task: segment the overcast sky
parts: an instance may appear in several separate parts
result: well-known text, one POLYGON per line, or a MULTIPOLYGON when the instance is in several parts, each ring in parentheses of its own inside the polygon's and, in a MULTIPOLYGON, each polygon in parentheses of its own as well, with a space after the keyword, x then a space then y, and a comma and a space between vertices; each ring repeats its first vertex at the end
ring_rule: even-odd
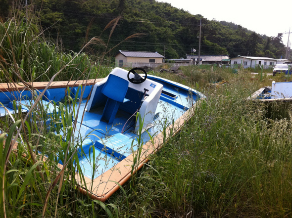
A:
MULTIPOLYGON (((168 2, 194 15, 200 14, 208 20, 233 22, 250 30, 269 37, 280 33, 292 32, 292 0, 268 1, 245 0, 156 0, 168 2)), ((287 45, 288 34, 283 41, 287 45)), ((290 40, 292 41, 292 34, 290 40)))

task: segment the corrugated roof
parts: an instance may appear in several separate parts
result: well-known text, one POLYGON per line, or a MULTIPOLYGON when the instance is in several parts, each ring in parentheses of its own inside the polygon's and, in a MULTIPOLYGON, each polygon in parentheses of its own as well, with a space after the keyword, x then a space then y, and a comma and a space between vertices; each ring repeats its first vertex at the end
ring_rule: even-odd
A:
POLYGON ((119 51, 120 53, 125 57, 164 57, 157 52, 151 51, 119 51))
MULTIPOLYGON (((189 58, 198 58, 198 55, 191 55, 188 54, 187 57, 189 58)), ((222 61, 223 59, 229 59, 228 55, 200 55, 200 58, 205 61, 222 61)))
POLYGON ((239 57, 235 57, 231 59, 238 58, 239 57, 243 57, 243 58, 250 59, 251 60, 278 60, 278 59, 270 58, 269 57, 253 57, 250 56, 240 56, 239 57))

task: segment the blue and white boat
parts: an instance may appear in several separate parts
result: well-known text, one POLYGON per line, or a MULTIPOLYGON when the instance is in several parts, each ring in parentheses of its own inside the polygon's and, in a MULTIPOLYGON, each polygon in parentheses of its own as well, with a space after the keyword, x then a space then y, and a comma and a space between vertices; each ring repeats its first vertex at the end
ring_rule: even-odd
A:
MULTIPOLYGON (((29 112, 36 103, 33 95, 42 93, 40 102, 49 124, 50 115, 60 114, 63 110, 58 102, 64 101, 70 89, 72 98, 79 99, 76 105, 68 107, 72 107, 72 122, 76 125, 72 141, 77 145, 80 169, 85 178, 76 178, 81 191, 104 201, 165 140, 178 132, 194 113, 194 105, 205 98, 184 85, 147 75, 145 71, 140 75, 137 73, 140 70, 128 72, 116 68, 106 78, 81 83, 82 86, 80 82, 70 86, 55 83, 46 90, 45 85, 42 87, 34 84, 37 91, 4 88, 6 85, 2 84, 0 116, 19 110, 29 112)), ((61 135, 65 130, 54 131, 61 135)))

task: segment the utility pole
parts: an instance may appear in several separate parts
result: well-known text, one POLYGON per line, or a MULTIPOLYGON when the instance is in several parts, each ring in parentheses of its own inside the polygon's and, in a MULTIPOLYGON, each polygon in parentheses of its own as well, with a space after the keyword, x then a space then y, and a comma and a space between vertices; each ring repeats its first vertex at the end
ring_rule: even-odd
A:
POLYGON ((25 14, 26 15, 26 22, 27 22, 27 0, 25 0, 25 14))
POLYGON ((199 58, 198 60, 199 61, 198 65, 200 65, 200 53, 201 53, 201 30, 202 27, 202 18, 200 18, 200 35, 199 36, 199 58))
POLYGON ((163 44, 163 56, 165 58, 165 45, 163 44))
POLYGON ((290 49, 289 37, 290 36, 290 28, 289 28, 289 34, 288 35, 288 42, 287 42, 287 49, 286 50, 286 59, 288 59, 288 50, 290 49))

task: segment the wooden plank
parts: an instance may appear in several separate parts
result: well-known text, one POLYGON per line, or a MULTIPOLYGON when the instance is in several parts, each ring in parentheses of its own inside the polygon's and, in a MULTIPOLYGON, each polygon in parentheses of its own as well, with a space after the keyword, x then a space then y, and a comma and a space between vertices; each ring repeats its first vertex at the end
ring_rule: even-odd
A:
MULTIPOLYGON (((84 86, 94 85, 97 82, 101 81, 103 79, 97 79, 86 80, 76 80, 72 81, 58 81, 53 82, 50 86, 50 88, 62 88, 65 87, 74 87, 82 85, 84 86)), ((17 90, 28 90, 33 87, 34 89, 43 89, 48 85, 49 82, 41 82, 35 83, 1 83, 0 84, 0 91, 11 91, 17 90)))
MULTIPOLYGON (((198 101, 196 104, 199 103, 200 101, 198 101)), ((194 108, 189 109, 175 122, 173 126, 170 126, 167 128, 165 133, 166 141, 171 136, 179 132, 185 123, 194 115, 194 108)), ((160 132, 153 137, 153 143, 150 141, 143 145, 142 155, 137 163, 136 168, 134 170, 133 173, 135 173, 143 167, 144 163, 148 161, 149 155, 157 152, 161 148, 163 143, 163 132, 160 132)), ((137 155, 136 151, 134 154, 129 155, 118 163, 115 167, 94 179, 93 181, 86 177, 86 184, 80 181, 78 175, 76 176, 76 178, 80 185, 79 190, 84 194, 89 195, 92 199, 102 202, 105 201, 119 188, 119 185, 113 181, 118 183, 120 185, 123 185, 130 178, 132 175, 134 155, 137 155), (88 190, 88 192, 85 188, 85 186, 88 190, 92 186, 93 189, 88 190)))

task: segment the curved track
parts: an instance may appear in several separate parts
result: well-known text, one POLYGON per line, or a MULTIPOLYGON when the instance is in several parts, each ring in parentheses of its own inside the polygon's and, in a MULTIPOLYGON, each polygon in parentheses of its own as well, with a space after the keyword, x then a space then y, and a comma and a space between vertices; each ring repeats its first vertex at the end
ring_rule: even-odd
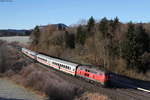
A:
MULTIPOLYGON (((18 49, 17 49, 18 50, 18 49)), ((22 55, 22 53, 18 50, 18 52, 22 55)), ((24 56, 25 59, 30 60, 31 62, 35 63, 30 58, 24 56)), ((100 92, 101 94, 107 95, 112 100, 150 100, 150 93, 134 90, 134 89, 122 89, 122 88, 102 88, 100 85, 89 83, 81 78, 76 78, 71 75, 65 74, 63 72, 57 71, 53 68, 47 68, 42 64, 35 63, 40 68, 47 70, 49 72, 56 73, 60 75, 62 78, 66 79, 67 81, 77 84, 84 88, 86 91, 91 92, 100 92)))

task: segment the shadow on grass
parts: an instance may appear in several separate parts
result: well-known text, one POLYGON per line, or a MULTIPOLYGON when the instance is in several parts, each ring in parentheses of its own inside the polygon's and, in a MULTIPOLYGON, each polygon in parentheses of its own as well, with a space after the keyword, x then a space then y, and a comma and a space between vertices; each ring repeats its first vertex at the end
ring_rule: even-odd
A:
POLYGON ((2 98, 2 97, 0 97, 0 100, 25 100, 25 99, 2 98))

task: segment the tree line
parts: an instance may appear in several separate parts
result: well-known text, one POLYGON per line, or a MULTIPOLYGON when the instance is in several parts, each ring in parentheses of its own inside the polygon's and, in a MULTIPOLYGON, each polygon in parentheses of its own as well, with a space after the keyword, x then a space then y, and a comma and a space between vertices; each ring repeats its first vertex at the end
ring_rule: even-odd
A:
POLYGON ((100 21, 90 17, 86 24, 65 30, 51 29, 51 25, 41 30, 40 26, 36 26, 31 34, 31 44, 40 48, 43 45, 45 48, 57 45, 62 51, 86 48, 84 52, 93 55, 91 59, 94 59, 95 64, 115 69, 115 61, 122 59, 127 69, 146 73, 150 66, 150 31, 145 27, 148 25, 133 22, 125 24, 118 17, 110 20, 104 17, 100 21))

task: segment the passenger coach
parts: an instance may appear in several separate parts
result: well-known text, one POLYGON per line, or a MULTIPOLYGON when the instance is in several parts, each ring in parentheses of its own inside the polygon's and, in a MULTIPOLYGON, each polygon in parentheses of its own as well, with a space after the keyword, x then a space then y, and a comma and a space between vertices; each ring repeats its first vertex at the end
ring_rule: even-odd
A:
POLYGON ((75 76, 78 66, 76 63, 59 60, 42 54, 37 55, 37 61, 73 76, 75 76))

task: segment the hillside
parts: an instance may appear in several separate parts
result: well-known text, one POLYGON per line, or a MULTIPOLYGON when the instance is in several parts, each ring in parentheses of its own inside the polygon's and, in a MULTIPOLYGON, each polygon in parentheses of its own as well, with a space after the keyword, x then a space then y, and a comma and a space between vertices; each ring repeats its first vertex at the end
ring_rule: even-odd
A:
POLYGON ((36 26, 30 48, 63 59, 126 76, 148 80, 150 77, 149 23, 122 23, 116 17, 67 28, 36 26))

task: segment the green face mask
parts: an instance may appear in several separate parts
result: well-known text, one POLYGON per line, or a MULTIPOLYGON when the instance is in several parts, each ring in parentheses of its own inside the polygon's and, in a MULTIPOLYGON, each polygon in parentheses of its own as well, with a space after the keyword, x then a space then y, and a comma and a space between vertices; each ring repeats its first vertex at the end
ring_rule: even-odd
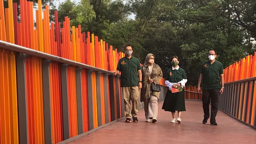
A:
POLYGON ((178 65, 178 62, 172 62, 172 66, 173 66, 173 67, 175 67, 178 65))

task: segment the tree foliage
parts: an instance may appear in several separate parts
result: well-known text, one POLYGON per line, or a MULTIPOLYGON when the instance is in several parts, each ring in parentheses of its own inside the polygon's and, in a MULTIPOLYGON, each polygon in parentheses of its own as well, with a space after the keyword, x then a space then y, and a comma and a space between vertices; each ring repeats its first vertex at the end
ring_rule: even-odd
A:
POLYGON ((256 8, 249 0, 67 0, 58 11, 60 21, 68 16, 119 51, 130 44, 142 64, 154 54, 164 74, 178 56, 188 84, 196 85, 210 50, 224 68, 256 50, 256 8))

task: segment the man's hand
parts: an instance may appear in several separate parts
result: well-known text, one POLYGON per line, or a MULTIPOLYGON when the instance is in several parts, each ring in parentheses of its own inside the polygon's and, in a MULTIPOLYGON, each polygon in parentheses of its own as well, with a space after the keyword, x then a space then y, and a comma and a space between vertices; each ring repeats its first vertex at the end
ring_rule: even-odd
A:
POLYGON ((149 84, 152 84, 153 82, 154 82, 154 81, 153 81, 153 80, 152 78, 148 80, 148 82, 149 84))
POLYGON ((118 72, 117 70, 113 71, 112 72, 114 72, 114 74, 115 75, 116 75, 116 74, 118 74, 119 73, 119 72, 118 72))
POLYGON ((198 93, 198 94, 200 94, 200 90, 201 90, 201 88, 200 88, 200 86, 197 87, 197 92, 198 93))
POLYGON ((220 89, 220 94, 222 94, 223 93, 224 91, 224 88, 221 88, 220 89))
POLYGON ((142 87, 142 83, 141 82, 139 82, 139 84, 138 84, 138 88, 139 88, 139 90, 140 90, 141 88, 142 87))

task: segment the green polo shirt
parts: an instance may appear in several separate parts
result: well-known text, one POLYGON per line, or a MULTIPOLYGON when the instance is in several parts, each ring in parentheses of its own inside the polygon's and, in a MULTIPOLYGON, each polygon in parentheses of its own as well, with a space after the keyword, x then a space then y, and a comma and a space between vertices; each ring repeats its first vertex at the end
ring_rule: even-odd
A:
MULTIPOLYGON (((172 67, 169 69, 166 72, 164 78, 165 80, 168 80, 169 82, 176 83, 181 81, 183 79, 186 79, 185 70, 179 67, 178 70, 172 70, 172 67)), ((184 89, 184 88, 183 88, 184 89)))
POLYGON ((132 56, 129 59, 125 56, 120 58, 116 69, 121 72, 121 87, 138 86, 138 71, 140 70, 139 59, 132 56))
POLYGON ((209 60, 203 63, 201 72, 203 74, 203 90, 214 90, 221 88, 220 75, 223 73, 223 66, 215 60, 212 64, 209 60))

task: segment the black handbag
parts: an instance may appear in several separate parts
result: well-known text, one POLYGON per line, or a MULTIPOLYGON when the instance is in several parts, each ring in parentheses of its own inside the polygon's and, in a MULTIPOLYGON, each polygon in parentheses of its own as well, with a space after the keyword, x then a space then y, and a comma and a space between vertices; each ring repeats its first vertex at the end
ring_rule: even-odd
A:
POLYGON ((151 84, 151 88, 153 92, 160 92, 161 91, 161 86, 159 84, 151 84))

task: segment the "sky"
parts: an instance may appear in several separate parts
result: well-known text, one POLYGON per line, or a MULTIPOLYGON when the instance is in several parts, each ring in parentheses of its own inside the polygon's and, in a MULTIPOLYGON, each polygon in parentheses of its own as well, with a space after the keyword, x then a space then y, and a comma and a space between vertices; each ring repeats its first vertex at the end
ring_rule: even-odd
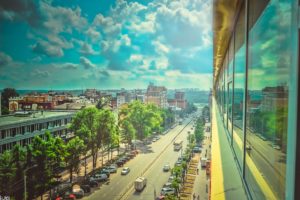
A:
POLYGON ((0 89, 212 87, 210 0, 0 2, 0 89))

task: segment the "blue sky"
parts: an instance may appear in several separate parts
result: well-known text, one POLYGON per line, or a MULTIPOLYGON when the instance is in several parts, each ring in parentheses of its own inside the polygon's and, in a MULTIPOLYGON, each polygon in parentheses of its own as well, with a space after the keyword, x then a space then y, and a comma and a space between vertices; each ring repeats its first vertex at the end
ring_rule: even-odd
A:
POLYGON ((209 0, 0 3, 0 88, 209 89, 209 0))

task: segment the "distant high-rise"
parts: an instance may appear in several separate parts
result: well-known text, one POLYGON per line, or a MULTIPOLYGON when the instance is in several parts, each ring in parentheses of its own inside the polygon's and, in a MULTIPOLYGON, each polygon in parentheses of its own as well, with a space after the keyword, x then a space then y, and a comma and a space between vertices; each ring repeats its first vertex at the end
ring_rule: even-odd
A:
POLYGON ((300 199, 299 1, 212 10, 211 199, 300 199))
POLYGON ((153 103, 161 108, 167 108, 167 88, 164 86, 155 86, 153 83, 150 83, 145 97, 146 103, 153 103))

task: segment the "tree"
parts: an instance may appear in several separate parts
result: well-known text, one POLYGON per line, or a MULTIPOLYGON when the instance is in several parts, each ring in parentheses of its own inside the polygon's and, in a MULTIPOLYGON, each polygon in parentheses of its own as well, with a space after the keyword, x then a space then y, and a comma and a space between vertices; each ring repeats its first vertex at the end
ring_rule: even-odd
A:
POLYGON ((12 183, 16 173, 16 165, 10 151, 5 151, 0 155, 0 195, 10 196, 12 183))
POLYGON ((111 96, 101 97, 96 104, 96 108, 102 110, 105 106, 109 105, 110 101, 111 96))
MULTIPOLYGON (((98 118, 97 108, 85 108, 72 118, 70 129, 74 131, 75 135, 79 136, 80 139, 84 141, 87 149, 84 150, 85 153, 91 151, 93 159, 93 168, 96 167, 97 159, 97 118, 98 118)), ((85 156, 85 159, 87 156, 85 156)), ((86 168, 86 160, 85 160, 86 168)), ((86 170, 85 170, 86 171, 86 170)))
POLYGON ((35 168, 35 173, 30 180, 30 184, 33 185, 34 193, 38 195, 42 195, 51 186, 51 179, 53 177, 51 165, 48 159, 48 148, 49 144, 47 141, 43 140, 39 136, 34 137, 32 142, 32 157, 37 166, 35 168))
POLYGON ((84 149, 83 140, 81 140, 78 136, 71 139, 66 145, 66 163, 67 168, 70 172, 70 182, 72 183, 73 172, 77 172, 79 170, 80 165, 80 155, 82 154, 82 150, 84 149))
POLYGON ((140 101, 134 101, 123 107, 120 111, 120 119, 127 119, 136 130, 137 139, 144 139, 153 131, 159 131, 162 117, 157 106, 145 105, 140 101))
POLYGON ((9 98, 18 97, 16 89, 14 88, 5 88, 1 94, 1 111, 2 115, 9 114, 9 98))
POLYGON ((14 183, 13 187, 13 196, 16 200, 22 200, 24 194, 23 183, 20 180, 23 179, 23 171, 25 166, 25 151, 20 145, 15 145, 11 151, 12 161, 16 167, 16 171, 14 174, 14 183))
MULTIPOLYGON (((98 113, 97 119, 97 149, 102 147, 102 152, 106 146, 108 153, 111 151, 113 143, 116 143, 116 121, 112 111, 103 109, 98 113)), ((103 154, 102 154, 103 163, 103 154)))
POLYGON ((132 140, 135 139, 136 131, 128 119, 120 122, 122 142, 132 145, 132 140))

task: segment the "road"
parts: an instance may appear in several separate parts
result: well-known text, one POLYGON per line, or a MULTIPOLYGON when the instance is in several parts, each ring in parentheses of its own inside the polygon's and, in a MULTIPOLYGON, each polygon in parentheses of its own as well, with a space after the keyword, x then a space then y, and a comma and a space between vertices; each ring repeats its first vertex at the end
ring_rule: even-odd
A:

◆ ◆ ◆

◆ **Short task**
Rewrite the lines starting at the one that contains "task: segment the utility pole" and stopping after the one that contains "POLYGON ((163 44, 163", with "utility pole" changed to "telephone pole" and everything else kept the same. Give only those lines.

◆ **Final result**
task: segment the telephone pole
parts: an instance may appear in several separate parts
result: well-known text, one POLYGON per line, or a MULTIPOLYGON when the instance is in several parts, each ring in parentheses of its own inside the polygon's and, in a MULTIPOLYGON, each polygon in parentheses of its own as well, with a space after the keyword, x then a space then y, and a comma and a space between vertices; each ring repeats its first vertex at the end
ring_rule: even-odd
A:
POLYGON ((25 14, 26 15, 26 22, 27 22, 27 0, 25 0, 25 14))
POLYGON ((199 58, 198 60, 199 61, 198 65, 200 65, 200 53, 201 53, 201 30, 202 27, 202 18, 200 18, 200 35, 199 36, 199 58))
POLYGON ((163 44, 163 56, 165 58, 165 45, 163 44))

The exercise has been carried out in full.